• _Stated goal_:
Beginning at the line that contains "Expected: one point per instance of the helmet", transcribe the remaining lines of the listing exactly; include the final line and omit everything before.

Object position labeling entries
·····
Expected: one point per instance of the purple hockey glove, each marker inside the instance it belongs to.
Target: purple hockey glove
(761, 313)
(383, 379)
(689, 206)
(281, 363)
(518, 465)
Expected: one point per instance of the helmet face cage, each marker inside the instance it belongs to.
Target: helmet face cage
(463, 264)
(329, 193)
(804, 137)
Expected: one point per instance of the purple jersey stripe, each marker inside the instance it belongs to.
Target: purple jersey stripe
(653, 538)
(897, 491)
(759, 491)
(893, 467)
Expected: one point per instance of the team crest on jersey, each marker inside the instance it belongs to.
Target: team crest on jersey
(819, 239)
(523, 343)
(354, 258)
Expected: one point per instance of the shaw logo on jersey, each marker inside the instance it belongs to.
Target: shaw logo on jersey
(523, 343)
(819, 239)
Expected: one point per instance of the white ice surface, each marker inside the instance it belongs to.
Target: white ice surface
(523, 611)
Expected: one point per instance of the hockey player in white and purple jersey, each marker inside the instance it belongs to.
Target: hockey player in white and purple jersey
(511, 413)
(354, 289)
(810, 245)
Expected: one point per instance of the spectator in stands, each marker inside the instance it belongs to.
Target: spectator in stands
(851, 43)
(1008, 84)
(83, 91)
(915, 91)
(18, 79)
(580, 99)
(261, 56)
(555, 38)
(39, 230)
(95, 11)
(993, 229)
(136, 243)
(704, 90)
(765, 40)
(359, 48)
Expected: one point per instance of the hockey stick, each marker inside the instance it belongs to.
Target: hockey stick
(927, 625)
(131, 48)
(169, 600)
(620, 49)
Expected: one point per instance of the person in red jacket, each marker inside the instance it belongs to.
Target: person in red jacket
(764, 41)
·····
• _Answer to this problem_:
Expected: one point per instance of the helmet face cage, each marker inside the instance it belongs to.
Target: helmet face cage
(463, 264)
(329, 193)
(804, 137)
Expected: one point per instance of the purple jersey stripe, each marker inside the instance it belongs to.
Target: purple jersey stripe
(653, 538)
(897, 491)
(759, 491)
(893, 467)
Expected: one point per instance of the team crest on jersey, each marker inside the instance it belongs to.
Target: team crest on jersey
(819, 239)
(523, 343)
(354, 258)
Expected: one point per instance of the shaw logo on jersey, each marker inside the instance it belongs to.
Target: shaw logo on jersey
(523, 343)
(819, 239)
Expected: one point per instance of the white ice surface, each marker inside the instance it belongs to.
Target: white ice surface
(523, 611)
Expected: one point per instance of the hockey player in white and purple jersey, each marker inside the instance it belongs to.
Target: hockey player in white and purple jersey
(511, 413)
(354, 289)
(810, 245)
Expected: one point per instance of the spectator in stands, each marker inside the instance it belongs to.
Target: spectator in stands
(851, 43)
(1008, 84)
(83, 91)
(915, 91)
(18, 79)
(580, 99)
(261, 56)
(555, 38)
(39, 230)
(95, 11)
(993, 229)
(136, 243)
(704, 90)
(765, 40)
(359, 48)
Expected: one point per instance of the hockey stick, each marker inside the instance it belongs to.
Target: hockey stick
(927, 625)
(131, 48)
(169, 600)
(620, 49)
Expected: one point per instance of the person in red jacket, each marker inside the instance it belongs to.
Target: person in red jacket
(764, 41)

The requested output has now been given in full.